Repeat every one of the lines below word for word, with nothing added, dropped, or changed.

DATA:

━━━━━━━━━━━━━━━━

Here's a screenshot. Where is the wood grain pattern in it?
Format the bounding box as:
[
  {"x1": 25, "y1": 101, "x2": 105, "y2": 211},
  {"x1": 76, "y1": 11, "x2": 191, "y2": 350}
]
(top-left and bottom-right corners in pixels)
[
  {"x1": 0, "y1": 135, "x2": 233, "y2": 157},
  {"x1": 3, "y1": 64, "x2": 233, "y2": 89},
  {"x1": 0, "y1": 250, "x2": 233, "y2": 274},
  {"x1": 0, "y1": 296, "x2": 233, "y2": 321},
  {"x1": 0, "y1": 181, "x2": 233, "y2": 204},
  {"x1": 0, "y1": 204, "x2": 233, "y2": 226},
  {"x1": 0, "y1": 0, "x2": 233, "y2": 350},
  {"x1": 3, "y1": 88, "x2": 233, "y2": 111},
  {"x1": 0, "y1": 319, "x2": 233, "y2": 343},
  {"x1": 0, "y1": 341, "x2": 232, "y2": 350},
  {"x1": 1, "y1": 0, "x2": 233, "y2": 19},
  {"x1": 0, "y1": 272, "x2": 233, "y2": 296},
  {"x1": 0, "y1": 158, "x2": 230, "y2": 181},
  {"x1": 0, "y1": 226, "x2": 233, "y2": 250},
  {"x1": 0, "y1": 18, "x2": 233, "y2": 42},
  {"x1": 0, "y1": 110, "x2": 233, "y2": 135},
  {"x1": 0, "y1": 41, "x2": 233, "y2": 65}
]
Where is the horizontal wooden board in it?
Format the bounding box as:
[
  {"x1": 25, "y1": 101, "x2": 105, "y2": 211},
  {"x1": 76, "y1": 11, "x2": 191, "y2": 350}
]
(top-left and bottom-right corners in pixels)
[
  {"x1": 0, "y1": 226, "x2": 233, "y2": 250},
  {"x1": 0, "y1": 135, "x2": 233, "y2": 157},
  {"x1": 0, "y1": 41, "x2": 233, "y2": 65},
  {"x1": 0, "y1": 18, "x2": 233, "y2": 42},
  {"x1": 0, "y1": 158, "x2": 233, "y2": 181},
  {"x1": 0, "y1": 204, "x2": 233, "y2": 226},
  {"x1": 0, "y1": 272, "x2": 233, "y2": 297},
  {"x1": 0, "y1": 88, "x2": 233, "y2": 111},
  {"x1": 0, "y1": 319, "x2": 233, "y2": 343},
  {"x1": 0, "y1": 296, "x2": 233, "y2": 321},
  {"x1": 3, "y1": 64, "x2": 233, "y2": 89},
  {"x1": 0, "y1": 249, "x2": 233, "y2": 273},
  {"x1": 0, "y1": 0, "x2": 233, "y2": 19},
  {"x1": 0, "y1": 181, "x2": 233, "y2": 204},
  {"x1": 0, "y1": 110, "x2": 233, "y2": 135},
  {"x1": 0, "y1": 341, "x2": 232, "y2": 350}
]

━━━━━━━━━━━━━━━━

FINAL RESULT:
Here's a screenshot. Where is the wood grain pattern in it?
Format the bounding box as:
[
  {"x1": 25, "y1": 101, "x2": 105, "y2": 211},
  {"x1": 76, "y1": 11, "x2": 191, "y2": 350}
]
(top-left and bottom-right corners in pixels)
[
  {"x1": 0, "y1": 135, "x2": 233, "y2": 157},
  {"x1": 3, "y1": 64, "x2": 233, "y2": 89},
  {"x1": 0, "y1": 250, "x2": 233, "y2": 274},
  {"x1": 0, "y1": 296, "x2": 233, "y2": 321},
  {"x1": 0, "y1": 181, "x2": 233, "y2": 204},
  {"x1": 0, "y1": 204, "x2": 233, "y2": 226},
  {"x1": 0, "y1": 0, "x2": 233, "y2": 350},
  {"x1": 3, "y1": 88, "x2": 233, "y2": 111},
  {"x1": 0, "y1": 319, "x2": 233, "y2": 343},
  {"x1": 0, "y1": 341, "x2": 232, "y2": 350},
  {"x1": 1, "y1": 0, "x2": 233, "y2": 19},
  {"x1": 0, "y1": 272, "x2": 233, "y2": 296},
  {"x1": 0, "y1": 158, "x2": 230, "y2": 181},
  {"x1": 0, "y1": 226, "x2": 233, "y2": 250},
  {"x1": 0, "y1": 18, "x2": 233, "y2": 42},
  {"x1": 0, "y1": 110, "x2": 233, "y2": 135},
  {"x1": 0, "y1": 41, "x2": 233, "y2": 65}
]
Where is the horizontal wooden board in it?
Format the bounding box as:
[
  {"x1": 25, "y1": 101, "x2": 105, "y2": 211},
  {"x1": 76, "y1": 11, "x2": 191, "y2": 350}
]
(top-left and bottom-right corners in pixels)
[
  {"x1": 0, "y1": 226, "x2": 233, "y2": 250},
  {"x1": 0, "y1": 135, "x2": 233, "y2": 157},
  {"x1": 0, "y1": 41, "x2": 233, "y2": 65},
  {"x1": 0, "y1": 18, "x2": 233, "y2": 42},
  {"x1": 0, "y1": 158, "x2": 233, "y2": 181},
  {"x1": 0, "y1": 204, "x2": 233, "y2": 226},
  {"x1": 0, "y1": 272, "x2": 233, "y2": 297},
  {"x1": 0, "y1": 88, "x2": 233, "y2": 111},
  {"x1": 0, "y1": 319, "x2": 233, "y2": 343},
  {"x1": 0, "y1": 296, "x2": 233, "y2": 321},
  {"x1": 3, "y1": 64, "x2": 233, "y2": 89},
  {"x1": 0, "y1": 249, "x2": 233, "y2": 273},
  {"x1": 0, "y1": 0, "x2": 233, "y2": 19},
  {"x1": 0, "y1": 181, "x2": 233, "y2": 204},
  {"x1": 0, "y1": 110, "x2": 233, "y2": 135},
  {"x1": 0, "y1": 341, "x2": 232, "y2": 350}
]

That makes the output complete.